What you have to do | All of the data that follows should be retyped exactly as it appears.

Records from a collection
======
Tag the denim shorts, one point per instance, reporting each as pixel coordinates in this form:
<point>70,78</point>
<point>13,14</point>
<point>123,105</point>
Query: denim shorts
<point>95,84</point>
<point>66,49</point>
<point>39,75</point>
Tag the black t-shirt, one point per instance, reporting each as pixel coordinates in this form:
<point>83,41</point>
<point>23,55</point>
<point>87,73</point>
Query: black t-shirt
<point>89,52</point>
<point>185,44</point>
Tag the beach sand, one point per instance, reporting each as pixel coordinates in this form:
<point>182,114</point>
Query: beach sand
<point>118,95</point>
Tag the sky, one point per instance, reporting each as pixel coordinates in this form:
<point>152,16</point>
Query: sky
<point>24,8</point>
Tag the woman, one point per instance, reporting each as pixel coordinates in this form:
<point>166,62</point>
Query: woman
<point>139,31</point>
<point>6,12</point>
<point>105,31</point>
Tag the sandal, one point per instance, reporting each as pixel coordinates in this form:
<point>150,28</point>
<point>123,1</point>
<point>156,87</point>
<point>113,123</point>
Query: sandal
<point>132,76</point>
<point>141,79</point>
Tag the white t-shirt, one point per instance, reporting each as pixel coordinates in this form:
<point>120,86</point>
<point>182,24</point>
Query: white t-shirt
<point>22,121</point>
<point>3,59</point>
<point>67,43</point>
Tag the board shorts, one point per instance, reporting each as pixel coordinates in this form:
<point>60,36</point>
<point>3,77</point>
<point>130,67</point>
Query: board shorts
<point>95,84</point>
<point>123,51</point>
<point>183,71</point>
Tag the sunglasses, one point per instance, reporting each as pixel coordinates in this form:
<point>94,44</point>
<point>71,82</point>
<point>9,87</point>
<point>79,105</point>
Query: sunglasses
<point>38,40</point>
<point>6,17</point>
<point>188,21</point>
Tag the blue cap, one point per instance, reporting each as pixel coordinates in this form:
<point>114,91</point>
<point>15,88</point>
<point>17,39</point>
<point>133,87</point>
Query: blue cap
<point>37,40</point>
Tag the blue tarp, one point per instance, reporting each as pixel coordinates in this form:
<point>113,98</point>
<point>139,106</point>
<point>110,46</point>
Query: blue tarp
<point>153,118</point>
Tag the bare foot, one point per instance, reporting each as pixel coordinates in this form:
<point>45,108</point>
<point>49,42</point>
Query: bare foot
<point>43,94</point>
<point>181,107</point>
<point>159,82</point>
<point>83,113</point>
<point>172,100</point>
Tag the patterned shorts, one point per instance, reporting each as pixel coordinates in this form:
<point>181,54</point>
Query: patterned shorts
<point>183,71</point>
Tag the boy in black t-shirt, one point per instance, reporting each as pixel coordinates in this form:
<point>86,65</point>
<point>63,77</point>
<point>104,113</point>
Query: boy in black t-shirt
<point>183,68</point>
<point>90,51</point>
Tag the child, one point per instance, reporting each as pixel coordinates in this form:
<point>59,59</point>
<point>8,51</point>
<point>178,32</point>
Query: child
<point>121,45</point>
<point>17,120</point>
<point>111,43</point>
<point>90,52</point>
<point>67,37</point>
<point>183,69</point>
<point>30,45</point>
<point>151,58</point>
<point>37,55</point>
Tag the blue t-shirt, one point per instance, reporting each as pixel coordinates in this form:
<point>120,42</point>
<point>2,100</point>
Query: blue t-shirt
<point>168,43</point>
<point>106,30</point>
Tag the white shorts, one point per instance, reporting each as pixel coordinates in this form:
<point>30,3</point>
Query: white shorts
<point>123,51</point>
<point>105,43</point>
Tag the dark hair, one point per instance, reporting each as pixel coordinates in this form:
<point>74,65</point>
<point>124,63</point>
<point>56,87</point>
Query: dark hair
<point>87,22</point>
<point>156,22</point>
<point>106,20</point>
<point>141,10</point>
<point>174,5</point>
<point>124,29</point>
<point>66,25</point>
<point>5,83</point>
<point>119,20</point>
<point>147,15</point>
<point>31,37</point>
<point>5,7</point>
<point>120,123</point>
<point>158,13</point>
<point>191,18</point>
======
Result |
Tag the denim shorts, one point per instance, reporting each as pixel coordinates in this form:
<point>70,78</point>
<point>13,14</point>
<point>123,105</point>
Query: denim shorts
<point>95,84</point>
<point>66,49</point>
<point>39,75</point>
Tag the black t-shirt, one point per instance, reporting each as pixel coordinates in this form:
<point>83,41</point>
<point>23,55</point>
<point>87,73</point>
Query: black t-shirt
<point>89,52</point>
<point>185,44</point>
Tag the beach sand, one point per instance, reporting each as pixel coordinates in this form:
<point>182,114</point>
Query: beach sand
<point>118,95</point>
Tag the sky, one point per instance, reporting each as pixel coordinates in this form:
<point>152,16</point>
Query: sky
<point>24,8</point>
Tag the woman, one point per instance, reporting each as pixel coordinates in this form:
<point>166,62</point>
Query: woman
<point>139,31</point>
<point>6,12</point>
<point>105,31</point>
Tag the sandal, one point per instance, reporting each as pixel coordinates in this form:
<point>150,28</point>
<point>123,1</point>
<point>156,87</point>
<point>113,123</point>
Query: sandal
<point>132,76</point>
<point>141,79</point>
Tag the white t-shirt, one point per instance, reporting each as pixel coordinates in this form:
<point>120,86</point>
<point>182,24</point>
Query: white t-shirt
<point>22,121</point>
<point>3,59</point>
<point>67,43</point>
Tag the board shorts, one point per instance, reporting each as pixel coordinates in this form:
<point>60,36</point>
<point>3,77</point>
<point>130,67</point>
Query: board shorts
<point>95,84</point>
<point>123,51</point>
<point>183,71</point>
Tag the sunglasses, one point per instance, reporting each as pixel coordinates in this form:
<point>94,44</point>
<point>71,82</point>
<point>9,87</point>
<point>79,105</point>
Query: sunglasses
<point>38,40</point>
<point>6,17</point>
<point>188,21</point>
Tag the blue cap, one point per instance, reporting each as pixel coordinates in this form:
<point>114,91</point>
<point>15,88</point>
<point>17,39</point>
<point>133,87</point>
Query: blue cap
<point>37,40</point>
Tag the blue tarp, one point per instance, reporting each as pixel coordinates in this form:
<point>113,98</point>
<point>139,106</point>
<point>110,46</point>
Query: blue tarp
<point>153,118</point>
Tag the bare foot, one point per instance, reporting each as pixel coordinates in this form:
<point>45,108</point>
<point>49,42</point>
Query: bare foot
<point>43,94</point>
<point>181,107</point>
<point>159,82</point>
<point>83,113</point>
<point>172,100</point>
Tag the patterned shorts, one point per instance, reporting each as pixel coordinates in this form:
<point>181,54</point>
Query: patterned shorts
<point>183,71</point>
Tag the boy in black t-shirt, one point per instance, reporting each as pixel coordinates in this form:
<point>86,65</point>
<point>63,77</point>
<point>104,113</point>
Query: boy in black t-shirt
<point>183,68</point>
<point>90,51</point>
Tag the child, one point per instance, reporting each as pixel coordinates in this form:
<point>59,59</point>
<point>8,51</point>
<point>178,32</point>
Query: child
<point>121,45</point>
<point>17,120</point>
<point>111,43</point>
<point>90,52</point>
<point>67,37</point>
<point>183,69</point>
<point>30,45</point>
<point>151,58</point>
<point>37,55</point>
Tag the blue t-shirt, one point per instance, reporting each as pixel coordinates in this form:
<point>120,42</point>
<point>2,100</point>
Query: blue t-shirt
<point>168,43</point>
<point>106,30</point>
Tag the white shorts, one point per instance, reporting each as pixel coordinates in this form:
<point>30,3</point>
Query: white shorts
<point>123,51</point>
<point>105,43</point>
Tag the dark hair, one point per instance, reporting each as pixel coordinates in this form:
<point>74,65</point>
<point>124,63</point>
<point>56,87</point>
Query: dark hair
<point>87,22</point>
<point>156,22</point>
<point>106,20</point>
<point>141,10</point>
<point>174,5</point>
<point>124,29</point>
<point>66,25</point>
<point>5,83</point>
<point>119,20</point>
<point>147,15</point>
<point>31,37</point>
<point>5,7</point>
<point>120,123</point>
<point>158,13</point>
<point>191,18</point>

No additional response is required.